[WRITTEN INSTRUCTION] Below is some material; set it all down exactly, apart from the pictures.

•••

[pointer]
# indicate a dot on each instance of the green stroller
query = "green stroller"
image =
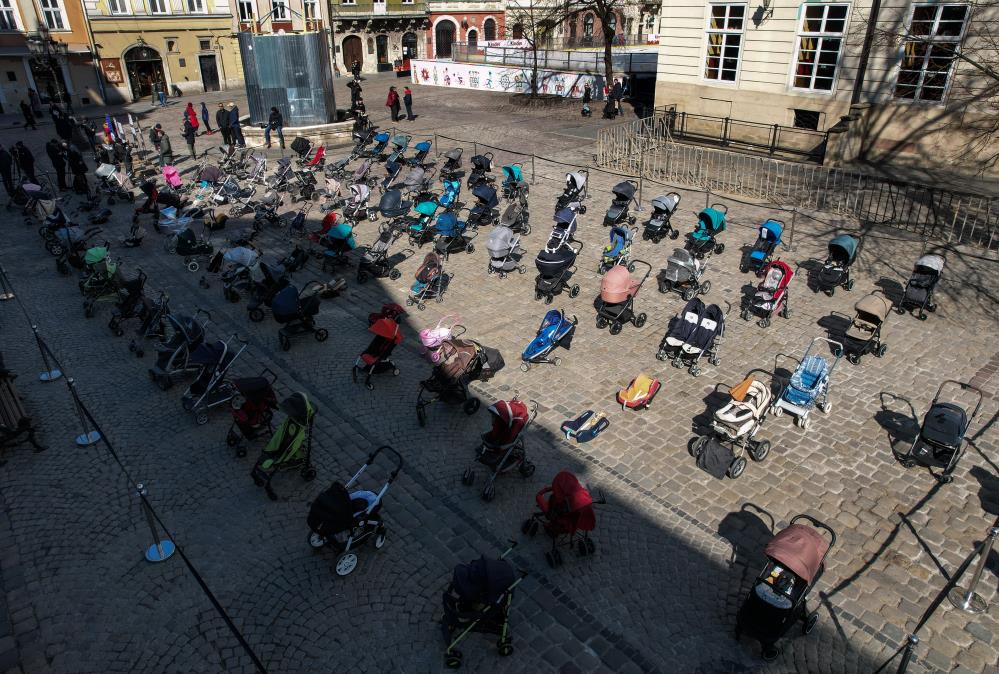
(290, 448)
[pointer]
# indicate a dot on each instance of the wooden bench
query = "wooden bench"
(14, 420)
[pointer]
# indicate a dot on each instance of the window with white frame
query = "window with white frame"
(725, 26)
(54, 17)
(820, 42)
(929, 51)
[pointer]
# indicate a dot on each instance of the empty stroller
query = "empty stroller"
(810, 384)
(864, 334)
(431, 282)
(734, 427)
(835, 271)
(771, 296)
(658, 226)
(616, 303)
(795, 561)
(296, 311)
(940, 443)
(345, 520)
(478, 599)
(556, 330)
(762, 251)
(710, 223)
(919, 288)
(504, 252)
(619, 212)
(285, 450)
(694, 333)
(682, 274)
(377, 357)
(565, 510)
(502, 448)
(618, 251)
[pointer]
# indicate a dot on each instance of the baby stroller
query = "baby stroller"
(710, 223)
(478, 599)
(616, 303)
(864, 334)
(502, 449)
(431, 282)
(919, 288)
(835, 271)
(762, 251)
(461, 361)
(556, 330)
(658, 226)
(253, 411)
(452, 235)
(285, 450)
(694, 333)
(565, 510)
(345, 520)
(771, 295)
(618, 251)
(504, 252)
(810, 384)
(574, 194)
(795, 561)
(619, 213)
(484, 211)
(683, 274)
(734, 427)
(296, 311)
(940, 443)
(376, 358)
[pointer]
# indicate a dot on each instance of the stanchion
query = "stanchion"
(160, 550)
(51, 373)
(968, 600)
(89, 436)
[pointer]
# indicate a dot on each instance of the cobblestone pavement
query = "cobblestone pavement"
(676, 549)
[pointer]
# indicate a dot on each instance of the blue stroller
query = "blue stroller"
(763, 250)
(809, 385)
(710, 223)
(618, 251)
(556, 330)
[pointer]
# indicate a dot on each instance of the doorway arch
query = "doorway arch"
(145, 69)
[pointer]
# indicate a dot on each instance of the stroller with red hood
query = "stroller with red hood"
(502, 449)
(566, 513)
(795, 561)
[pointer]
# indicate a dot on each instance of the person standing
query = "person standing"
(275, 122)
(407, 98)
(29, 117)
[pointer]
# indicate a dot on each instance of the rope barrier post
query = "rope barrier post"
(968, 600)
(160, 550)
(51, 373)
(89, 435)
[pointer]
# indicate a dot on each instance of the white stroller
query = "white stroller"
(504, 252)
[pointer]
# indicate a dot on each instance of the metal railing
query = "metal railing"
(647, 148)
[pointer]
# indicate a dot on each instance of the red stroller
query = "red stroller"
(566, 512)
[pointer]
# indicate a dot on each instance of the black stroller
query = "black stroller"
(795, 561)
(478, 599)
(940, 443)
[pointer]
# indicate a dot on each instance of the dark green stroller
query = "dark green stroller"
(290, 448)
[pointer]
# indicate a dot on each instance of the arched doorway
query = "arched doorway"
(145, 69)
(353, 50)
(443, 39)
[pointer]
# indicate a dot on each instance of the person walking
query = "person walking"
(407, 98)
(54, 150)
(275, 122)
(205, 117)
(392, 103)
(29, 117)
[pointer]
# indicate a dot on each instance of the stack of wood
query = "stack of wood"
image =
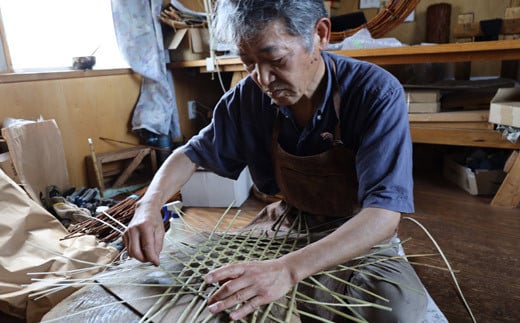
(423, 100)
(468, 29)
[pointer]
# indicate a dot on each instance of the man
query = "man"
(303, 121)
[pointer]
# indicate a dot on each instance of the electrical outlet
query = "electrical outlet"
(192, 110)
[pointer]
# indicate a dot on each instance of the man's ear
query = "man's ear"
(323, 27)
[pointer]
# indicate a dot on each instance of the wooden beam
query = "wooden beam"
(508, 195)
(460, 137)
(455, 116)
(509, 27)
(453, 52)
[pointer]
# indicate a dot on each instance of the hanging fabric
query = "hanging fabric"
(140, 40)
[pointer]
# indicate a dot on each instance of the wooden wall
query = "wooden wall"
(82, 107)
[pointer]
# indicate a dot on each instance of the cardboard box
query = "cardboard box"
(423, 95)
(207, 189)
(478, 182)
(188, 44)
(7, 166)
(505, 107)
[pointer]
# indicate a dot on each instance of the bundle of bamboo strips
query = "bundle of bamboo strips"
(393, 14)
(108, 226)
(176, 289)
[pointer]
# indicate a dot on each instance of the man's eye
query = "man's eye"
(249, 67)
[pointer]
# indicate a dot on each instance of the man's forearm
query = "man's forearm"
(171, 176)
(354, 238)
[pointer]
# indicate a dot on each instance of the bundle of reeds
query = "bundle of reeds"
(108, 225)
(176, 289)
(393, 14)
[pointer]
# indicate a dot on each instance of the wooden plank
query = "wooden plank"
(119, 154)
(131, 167)
(459, 125)
(508, 195)
(460, 137)
(455, 116)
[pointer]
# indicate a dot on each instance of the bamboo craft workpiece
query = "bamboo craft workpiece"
(393, 14)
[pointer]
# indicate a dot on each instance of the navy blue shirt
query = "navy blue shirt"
(373, 123)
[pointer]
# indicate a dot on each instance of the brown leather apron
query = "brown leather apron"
(322, 184)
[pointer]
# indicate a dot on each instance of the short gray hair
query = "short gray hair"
(241, 20)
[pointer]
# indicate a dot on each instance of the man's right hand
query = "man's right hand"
(145, 234)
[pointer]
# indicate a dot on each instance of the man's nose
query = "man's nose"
(264, 75)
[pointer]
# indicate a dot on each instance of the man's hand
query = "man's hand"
(251, 284)
(145, 234)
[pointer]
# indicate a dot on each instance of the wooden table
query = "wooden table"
(422, 132)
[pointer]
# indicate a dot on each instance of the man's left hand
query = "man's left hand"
(251, 284)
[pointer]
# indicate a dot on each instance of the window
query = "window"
(43, 35)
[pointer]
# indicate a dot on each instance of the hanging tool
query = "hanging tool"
(99, 176)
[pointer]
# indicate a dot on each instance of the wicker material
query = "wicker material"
(387, 19)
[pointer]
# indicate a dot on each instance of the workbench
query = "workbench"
(442, 130)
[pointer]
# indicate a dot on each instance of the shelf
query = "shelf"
(438, 53)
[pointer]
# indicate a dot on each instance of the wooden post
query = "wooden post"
(5, 57)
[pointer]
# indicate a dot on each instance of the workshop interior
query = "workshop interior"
(91, 107)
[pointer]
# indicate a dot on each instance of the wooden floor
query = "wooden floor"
(482, 244)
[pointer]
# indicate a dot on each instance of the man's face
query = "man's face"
(281, 66)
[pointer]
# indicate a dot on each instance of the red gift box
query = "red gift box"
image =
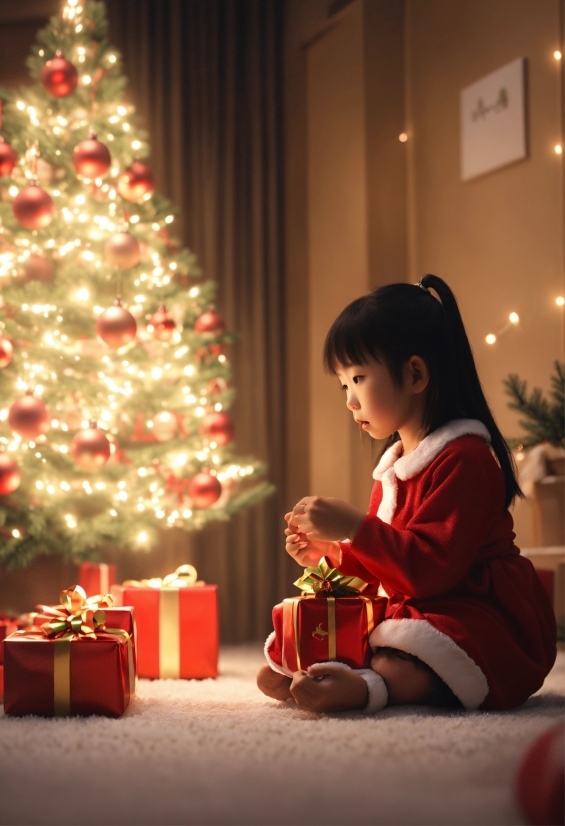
(117, 617)
(177, 625)
(96, 578)
(58, 677)
(8, 625)
(310, 630)
(331, 621)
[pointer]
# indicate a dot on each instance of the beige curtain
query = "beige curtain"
(206, 78)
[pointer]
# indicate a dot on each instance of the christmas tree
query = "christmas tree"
(542, 419)
(114, 376)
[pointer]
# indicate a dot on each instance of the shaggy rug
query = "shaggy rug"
(219, 752)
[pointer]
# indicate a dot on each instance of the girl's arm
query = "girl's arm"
(443, 537)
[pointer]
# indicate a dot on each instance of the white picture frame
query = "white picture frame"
(493, 120)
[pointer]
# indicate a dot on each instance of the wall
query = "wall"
(498, 240)
(346, 215)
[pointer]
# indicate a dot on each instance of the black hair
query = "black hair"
(398, 321)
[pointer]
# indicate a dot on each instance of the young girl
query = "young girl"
(468, 623)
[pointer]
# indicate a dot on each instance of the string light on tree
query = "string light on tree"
(150, 385)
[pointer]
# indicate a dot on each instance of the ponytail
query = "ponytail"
(467, 389)
(398, 321)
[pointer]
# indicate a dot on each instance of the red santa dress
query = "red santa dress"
(439, 542)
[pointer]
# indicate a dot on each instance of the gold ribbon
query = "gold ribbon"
(76, 616)
(185, 576)
(325, 581)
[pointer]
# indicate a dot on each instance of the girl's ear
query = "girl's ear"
(417, 375)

•••

[PROBLEM SOLUTION]
[pointer]
# indicate a dot on each instance of the green stroller
query = "green stroller"
image =
(290, 448)
[pointer]
# indicate a dot on each instance of the wooden bench
query = "wooden bench"
(14, 420)
[pointer]
# indicate a dot on each instance of the window with white frame
query = "window with white frame"
(725, 26)
(54, 17)
(820, 42)
(929, 51)
[pointer]
# indicate a dot on each instance of the empty stroller
query = "empty stroller"
(810, 384)
(864, 334)
(431, 282)
(734, 427)
(835, 271)
(771, 296)
(658, 226)
(616, 303)
(795, 561)
(296, 311)
(940, 443)
(345, 520)
(478, 599)
(556, 330)
(762, 251)
(710, 223)
(919, 288)
(504, 252)
(619, 212)
(285, 450)
(694, 333)
(682, 274)
(377, 357)
(565, 510)
(502, 448)
(618, 251)
[pointer]
# indicate a dot on each instance of the baby stroller
query = "baby stroller"
(710, 223)
(478, 599)
(616, 303)
(864, 334)
(502, 449)
(431, 282)
(919, 288)
(835, 271)
(762, 251)
(461, 361)
(556, 330)
(658, 226)
(253, 411)
(452, 235)
(285, 450)
(694, 333)
(565, 510)
(345, 520)
(771, 295)
(618, 251)
(504, 252)
(810, 384)
(574, 194)
(795, 561)
(619, 213)
(484, 211)
(683, 274)
(734, 427)
(296, 311)
(940, 443)
(376, 358)
[pointer]
# indicate a dot on each instance of the stanchion
query = "stanchion"
(160, 550)
(51, 373)
(968, 600)
(89, 436)
[pointer]
# indicate a dot on each instance of the cobblestone pavement
query = "cobblestone pavement"
(676, 549)
[pointer]
# indicate a dot on each instance of the blue stroller
query = "blue stroller"
(763, 250)
(809, 385)
(710, 223)
(618, 251)
(556, 330)
[pointer]
# indicate a dot on each instance of the doorway arch
query = "doorway arch"
(145, 69)
[pointer]
# indicate a dot on each instance of the stroller with red hood
query = "stroller with red hood"
(502, 449)
(566, 513)
(795, 561)
[pointer]
# indicate a dot on each instance of the person standing
query = "person standing"
(275, 122)
(407, 98)
(29, 117)
[pointer]
# indicate a dot on each instance of the rope barrier post
query = "rope barrier post"
(968, 600)
(160, 550)
(51, 373)
(89, 435)
[pointer]
# indicate a dot on each instance of the white stroller
query = "white stroller"
(504, 252)
[pointer]
# indicate a dot on each instance of the metal railing
query = "metal railing"
(647, 148)
[pointer]
# indicate a dot on each instance of the red stroller
query = "red stroller"
(566, 512)
[pointer]
# indicate a dot on each instance of the black stroller
query = "black stroller"
(795, 561)
(478, 599)
(940, 443)
[pointer]
# indicate a dot on each instance of the dark green stroller
query = "dark green stroller"
(290, 448)
[pointer]
# indicate a dot on each instance of the arched doorway
query = "arched doorway"
(145, 69)
(353, 50)
(443, 39)
[pointer]
# indicate a dot on each instance of the person walking
query = "person walking"
(407, 98)
(54, 150)
(275, 122)
(205, 117)
(392, 103)
(29, 117)
[pointer]
# indicate a dot on each instance of the stack of wood
query = "stack of wood"
image =
(423, 100)
(468, 29)
[pointer]
# indicate a dot on each instance of the man
query = "man"
(303, 121)
[pointer]
# indicate a dot on each instance of the electrical outlet
query = "electrical outlet"
(192, 110)
[pointer]
# indicate a dot on each instance of the man's ear
query = "man's ear"
(323, 27)
[pointer]
# indicate a dot on each instance of the wooden beam
query = "wooden beam"
(508, 195)
(460, 137)
(455, 116)
(509, 27)
(453, 52)
[pointer]
# indicate a dot on each instance of the hanging fabric
query = "hanging fabric"
(140, 40)
[pointer]
# indicate a dot on each instance of the wooden wall
query = "wooden wall"
(82, 107)
[pointer]
# indicate a dot on each instance of the cardboard box
query = "cardboard box"
(423, 95)
(207, 189)
(478, 182)
(188, 44)
(7, 166)
(505, 107)
[pointer]
# indicate a dot on each instance of the bundle of bamboo strips
query = "bundle of bamboo strips"
(393, 14)
(108, 226)
(176, 289)
[pointer]
# indicate a dot on each instance of the man's eye
query = "man's eye"
(249, 67)
[pointer]
# indicate a dot on each instance of the man's forearm
query = "man's forearm"
(171, 176)
(354, 238)
[pointer]
# indicate a dot on each instance of the bundle of reeds
query = "bundle of reeds"
(108, 225)
(176, 289)
(393, 14)
[pointer]
# indicate a dot on each instance of the wooden plank
query = "wooden plank"
(119, 154)
(131, 167)
(459, 125)
(508, 195)
(460, 137)
(455, 116)
[pointer]
# indicate a dot on each instance of the bamboo craft workpiece
query = "bamboo craft workpiece"
(393, 14)
[pointer]
# indicate a dot on each instance of the navy blue shirt
query = "navy blue shirt"
(373, 123)
[pointer]
# indicate a dot on each instance of the brown leather apron
query = "brown leather apron"
(322, 184)
[pointer]
# indicate a dot on each instance of the short gray hair
query = "short gray hair"
(241, 20)
[pointer]
# indicate a dot on each instance of the man's right hand
query = "man's right hand"
(145, 234)
[pointer]
# indicate a dot on each instance of the man's nose
query = "man's nose"
(264, 75)
[pointer]
# indicate a dot on each instance of the man's hand
query = "man's hand"
(251, 284)
(145, 234)
[pointer]
# indicate a dot on each instance of the wooden table
query = "wooden table"
(422, 132)
[pointer]
# indicate a dot on each instance of the man's left hand
query = "man's left hand"
(251, 284)
[pointer]
# indicate a dot on each instance of the window
query = "window"
(43, 35)
[pointer]
# indicate a dot on each instance of the hanging tool
query = "hanging tool"
(99, 176)
[pointer]
# indicate a dot on each instance of the wicker material
query = "wicker material"
(387, 19)
[pointer]
# indicate a dot on each instance of the workbench
query = "workbench"
(442, 130)
[pointer]
# indicate a dot on each instance of the shelf
query = "shelf"
(438, 53)
[pointer]
# indicate a dot on each instance of the wooden post
query = "wooden post"
(5, 57)
[pointer]
# indicate a dot on each instance of the workshop interior
query = "workshop interior"
(91, 107)
[pointer]
# indicate a dot on each instance of the wooden floor
query = "wooden floor"
(482, 244)
[pointer]
# indicate a dot on each instance of the man's face
query = "man's face"
(281, 66)
[pointer]
# indicate a dot on each instance of the red gift box
query = "red gift box"
image =
(117, 617)
(177, 625)
(96, 578)
(58, 677)
(8, 625)
(310, 630)
(331, 621)
[pointer]
# indicate a dot on each instance of the beige curtain
query = "beige curtain"
(206, 78)
[pointer]
# indicate a dot on each instance of the christmas tree
query = "christmas tree"
(542, 419)
(114, 376)
[pointer]
# indicate a dot on each instance of the shaggy rug
query = "shaggy rug"
(219, 752)
[pointer]
# indicate a dot on each instance of the girl's arm
query = "girl's arm"
(443, 537)
[pointer]
# indicate a dot on each instance of the white picture frame
query = "white picture frame"
(493, 120)
[pointer]
# indicate a dot on each instance of the wall
query = "wall"
(498, 240)
(346, 215)
[pointer]
# indicate a dot on each instance of the black hair
query = "black hair"
(398, 321)
[pointer]
# indicate a dot on each instance of the young girl
query = "young girl"
(468, 623)
[pointer]
# indicate a dot on each instance of the string light on tree
query = "string light on tree"
(150, 385)
[pointer]
# indicate a dot on each instance of the ponytail
query = "ponytail"
(467, 389)
(398, 321)
[pointer]
# indicate a dot on each instance of the red santa dress
query = "red santa dress"
(439, 542)
[pointer]
# indicate a dot on each instance of the gold ribbon
query = "gold ribbon"
(76, 616)
(185, 576)
(325, 581)
[pointer]
# indicate a dot on each instance of the girl's ear
query = "girl's ear"
(417, 375)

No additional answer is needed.